• [Page excerpt]:
======

TSMC's N3 And Intel's Tiled Design Could Enable Monstrous iGPUs
Arrow Lake projected to offer Xe GPU with up to 384 EUs.
Multi-chiplet tiled design gives Intel a lot of freedom regarding transistor count, performance, and features for its upcoming CPUs. Intel aims to enhance general-purpose and graphics performance with its codenamed Meteor Lake and Arrow Lake processors due in 2023 and 2024. Apparently, equipping its CPUs with monstrous integrated GPUs (iGPUs) is in Intel's master plan. Within two years, Intel is rumored to at least quadruple the performance of its iGPUs.
Intel has consistently increased the iGPU performance of its processors for several years now. The company's Ivy Bridge chips arrived ten years ago, featuring an iGPU with up to 16 execution units (EUs). However, Intel's highest-performing Tiger Lake (and Alder Lake) processors feature a considerably more advanced Xe iGPU with up to 96 EUs. Intel does not integrate bigger iGPUs into its processors today because of large die sizes, which sometimes mean high development costs, high production costs, and potentially poor yields. Intel will reduce die sizes of individual components with tiled designs, which will lower development costs and theoretically ensure decent yields.
As reported, Meteor Lake and Arrow Lake processors will place their iGPUs on a separate tile produced by TSMC using its N3 fabrication process, which provides some additional design flexibility. With Arrow Lake, Intel is rumored to equip its iGPU with either 320 EUs or 384 EUs (which corresponds to 2560 – 3072 stream processors, assuming that Intel’s architecture will not be completely revamped in two years), depending on whether the information comes from AdoredTV (320 EUs) or another source who claims that Intel’s plans are now bolder and include an iGPU with 384 EUs.

======

• [The task]:
Copy word for word the stretch from "TSMC's N3 And" through "of its iGPUs." in the article on Intel's tiled iGPU designs above.

• [Dataset excerpts]:
======

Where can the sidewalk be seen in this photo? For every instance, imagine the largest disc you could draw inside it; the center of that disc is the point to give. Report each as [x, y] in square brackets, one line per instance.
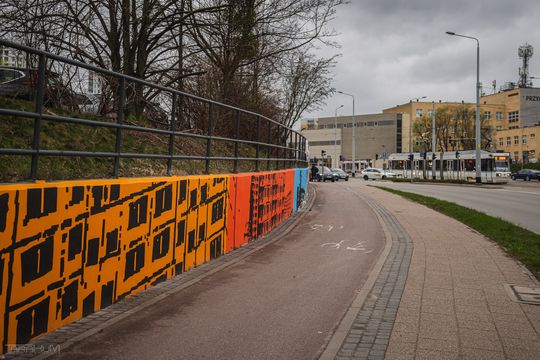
[455, 304]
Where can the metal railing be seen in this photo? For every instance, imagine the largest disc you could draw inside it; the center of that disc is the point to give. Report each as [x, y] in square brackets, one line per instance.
[287, 150]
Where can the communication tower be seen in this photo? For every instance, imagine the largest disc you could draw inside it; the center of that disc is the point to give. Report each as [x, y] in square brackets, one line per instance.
[525, 52]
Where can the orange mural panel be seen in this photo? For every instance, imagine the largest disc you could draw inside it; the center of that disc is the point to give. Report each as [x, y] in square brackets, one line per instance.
[69, 249]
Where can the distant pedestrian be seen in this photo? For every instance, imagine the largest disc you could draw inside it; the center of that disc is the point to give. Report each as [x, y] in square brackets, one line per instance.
[314, 172]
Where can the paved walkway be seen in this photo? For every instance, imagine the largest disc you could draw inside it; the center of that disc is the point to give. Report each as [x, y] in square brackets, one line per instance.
[455, 304]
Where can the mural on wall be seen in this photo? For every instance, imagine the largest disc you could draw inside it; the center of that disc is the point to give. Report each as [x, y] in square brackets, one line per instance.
[69, 249]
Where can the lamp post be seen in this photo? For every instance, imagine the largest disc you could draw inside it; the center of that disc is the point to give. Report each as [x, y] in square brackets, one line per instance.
[433, 142]
[335, 135]
[478, 163]
[410, 129]
[353, 137]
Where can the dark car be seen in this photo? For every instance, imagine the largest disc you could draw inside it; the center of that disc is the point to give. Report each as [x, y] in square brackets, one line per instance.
[526, 174]
[340, 174]
[325, 174]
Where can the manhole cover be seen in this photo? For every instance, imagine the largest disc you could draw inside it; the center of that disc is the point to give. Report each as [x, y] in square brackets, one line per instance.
[524, 294]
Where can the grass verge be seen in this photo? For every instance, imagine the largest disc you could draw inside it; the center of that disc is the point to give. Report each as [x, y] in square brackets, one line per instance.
[521, 243]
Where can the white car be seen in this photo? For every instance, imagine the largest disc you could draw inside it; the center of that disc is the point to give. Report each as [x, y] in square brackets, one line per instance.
[375, 173]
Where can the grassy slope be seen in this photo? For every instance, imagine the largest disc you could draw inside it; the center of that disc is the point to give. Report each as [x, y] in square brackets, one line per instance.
[17, 133]
[523, 244]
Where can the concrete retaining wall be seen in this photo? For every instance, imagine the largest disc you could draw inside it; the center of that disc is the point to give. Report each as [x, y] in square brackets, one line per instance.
[68, 249]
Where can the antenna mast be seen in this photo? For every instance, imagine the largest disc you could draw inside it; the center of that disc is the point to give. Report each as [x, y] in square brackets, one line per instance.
[525, 52]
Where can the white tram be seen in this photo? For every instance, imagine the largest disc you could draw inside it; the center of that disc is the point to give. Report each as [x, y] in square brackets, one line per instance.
[458, 165]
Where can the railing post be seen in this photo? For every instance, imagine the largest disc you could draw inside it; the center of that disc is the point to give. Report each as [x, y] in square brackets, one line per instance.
[296, 150]
[291, 151]
[120, 121]
[208, 140]
[269, 149]
[37, 120]
[172, 126]
[258, 149]
[237, 134]
[278, 150]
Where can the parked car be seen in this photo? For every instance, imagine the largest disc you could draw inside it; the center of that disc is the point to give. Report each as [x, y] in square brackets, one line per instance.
[340, 174]
[375, 173]
[325, 174]
[526, 174]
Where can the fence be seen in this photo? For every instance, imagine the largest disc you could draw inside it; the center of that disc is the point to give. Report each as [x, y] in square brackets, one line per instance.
[53, 82]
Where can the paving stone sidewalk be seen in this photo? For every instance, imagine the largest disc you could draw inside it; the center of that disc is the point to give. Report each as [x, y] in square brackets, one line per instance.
[455, 304]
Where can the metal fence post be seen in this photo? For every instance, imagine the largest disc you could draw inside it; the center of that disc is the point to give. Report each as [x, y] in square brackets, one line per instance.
[278, 150]
[208, 140]
[269, 149]
[291, 151]
[120, 121]
[258, 149]
[172, 126]
[296, 150]
[37, 120]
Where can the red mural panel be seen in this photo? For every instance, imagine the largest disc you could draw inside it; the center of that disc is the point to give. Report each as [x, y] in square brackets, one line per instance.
[258, 203]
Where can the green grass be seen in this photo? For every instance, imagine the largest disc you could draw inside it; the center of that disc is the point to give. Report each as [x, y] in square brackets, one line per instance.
[17, 133]
[521, 243]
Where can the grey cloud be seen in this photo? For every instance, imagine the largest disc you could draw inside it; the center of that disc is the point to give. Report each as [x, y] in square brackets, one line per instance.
[397, 49]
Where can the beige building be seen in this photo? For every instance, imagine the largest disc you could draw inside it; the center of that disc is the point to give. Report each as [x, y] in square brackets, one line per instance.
[376, 135]
[513, 115]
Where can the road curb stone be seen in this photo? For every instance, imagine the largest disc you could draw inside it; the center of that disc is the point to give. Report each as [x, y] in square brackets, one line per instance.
[370, 332]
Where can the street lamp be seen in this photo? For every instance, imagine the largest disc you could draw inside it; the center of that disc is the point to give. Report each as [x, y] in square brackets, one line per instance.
[410, 129]
[478, 163]
[335, 136]
[353, 136]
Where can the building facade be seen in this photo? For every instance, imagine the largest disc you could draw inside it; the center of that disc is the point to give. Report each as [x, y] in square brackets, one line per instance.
[376, 135]
[12, 58]
[512, 117]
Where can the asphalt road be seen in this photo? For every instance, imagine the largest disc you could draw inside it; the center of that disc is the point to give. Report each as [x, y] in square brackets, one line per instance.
[517, 202]
[282, 302]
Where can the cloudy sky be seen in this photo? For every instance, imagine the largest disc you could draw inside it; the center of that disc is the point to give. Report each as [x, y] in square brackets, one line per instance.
[395, 50]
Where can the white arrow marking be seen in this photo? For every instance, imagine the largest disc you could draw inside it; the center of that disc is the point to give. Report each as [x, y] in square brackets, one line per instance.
[333, 245]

======

• [Written solution]:
TSMC's N3 And Intel's Tiled Design Could Enable Monstrous iGPUs
Arrow Lake projected to offer Xe GPU with up to 384 EUs.
Multi-chiplet tiled design gives Intel a lot of freedom regarding transistor count, performance, and features for its upcoming CPUs. Intel aims to enhance general-purpose and graphics performance with its codenamed Meteor Lake and Arrow Lake processors due in 2023 and 2024. Apparently, equipping its CPUs with monstrous integrated GPUs (iGPUs) is in Intel's master plan. Within two years, Intel is rumored to at least quadruple the performance of its iGPUs.